*Given instruction*: Copy the thread from "BTW, how long" up to and including "the long run?", and switch "avg reward" to "average reward" wherever it appears in that span.

*Source extract*:
⁂

Use A3C (asynchronous advantage actor-critic) written in TensorFlow. Training code, model & evaluation code at this repo

Gist doesn't have notifications, please use repo issues to discuss.

@Sohojoe
Copy link

Sohojoe commented Aug 12, 2016

Nice! Which algorithm was the breakout 625 scored with (your repro mentions both DoubleDQN and BatchA3C)

@ppwwyyxx
Copy link
Author

They're all BatchA3C. On atari games, A3C are faster to train and usually result in higher score than DQN as well, according to deepmind.

@congling
Copy link

It's great model. I tried your model, the max score is 864.
After all the brick has been cleared at the second level, the ball keeps going and the game will not start a new level. Perhaps it's the bug.

BTW, how long did it take to train the model? I found use your training algorithm to train a new model and I found this model gets lower avg reward than the Deepmind model, and the performance is lower too.
Will you model perform better in the long run?

Thanks

Here're the statistic of two models

Steps: 2500000
Deepmind model
(8_8_64,strides=4)-> (4_4_64,strides=2)-> (3_3_64,strides=1)->512->actions
avg reward: 1037.006803
avg steps per second: 295
Your model
(5_5_32)->Pool(2)-> (5_5_32)-> Pool(2)->(4_4_64)->Pool(2)->(3_3_64)->512(PRelu(0.001))->actions (correct me if i'm wrong)
avg reward: 898.745981
avg steps per second: 196

@ppwwyyxx
Copy link
Author

Are you using your own code? What game are you training on? an average score of 1037 seems too high for breakout and I wonder how you did it.
A3C on breakout would take me 1~2 days to roughly converge.

@congling
Copy link

Sorry, my mistake, I was training MsPanMan and use "neon" instead of Tensorflow as the training architect.

@congling
Copy link

Hi v@ppwwyyxx
I've tried your sample in tensorpack/examples/Atari2600, running on my GTX 1080 with 32G mem. It runs about 1230000 steps, but the score is still very low . Is there something wrong with my configuration?

I'm running your program by using the following command, because my machine restarted once, I continue the training for the model generated before restarting.
python2 ./DQN.py --rom breakout.bin --gpu 0 --load train_log/DQN/model-690000

Thank you for your code, it helps me a lot to understand the DDQN network

Here're the my logs.

[0830 16:06:07 @stat.py:81] conv0/W/rms: 0.047264
[0830 16:06:07 @stat.py:81] conv1/W/rms: 0.035405
[0830 16:06:07 @stat.py:81] conv2/W/rms: 0.036001
[0830 16:06:07 @stat.py:81] conv3/W/rms: 0.041562
[0830 16:06:07 @stat.py:81] cost: 0.24421
[0830 16:06:07 @stat.py:81] expreplay/max_score: 4
[0830 16:06:07 @stat.py:81] expreplay/mean_score: 1.046
[0830 16:06:07 @stat.py:81] fc0/W/rms: 0.017889
[0830 16:06:07 @stat.py:81] fct/W/rms: 0.0079109
[0830 16:06:07 @stat.py:81] learning_rate: 0.001
[0830 16:06:07 @stat.py:81] max_score: 3
[0830 16:06:07 @stat.py:81] mean_score: 2.22
[0830 16:06:07 @stat.py:81] predict_reward: 0.24851
[0830 16:06:07 @group.py:95] Callbacks took 11.449 sec in total. Periodic-Evaluator: 11.166sec
Epoch 54, global_step=1230000 finished, time=522.31sec.

⁂

*Data section*:
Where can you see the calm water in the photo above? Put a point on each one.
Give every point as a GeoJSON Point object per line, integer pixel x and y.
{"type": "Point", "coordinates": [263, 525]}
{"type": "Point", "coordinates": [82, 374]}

⁂

*Complete output*:
BTW, how long did it take to train the model? I found use your training algorithm to train a new model and I found this model gets lower average reward than the Deepmind model, and the performance is lower too.
Will you model perform better in the long run?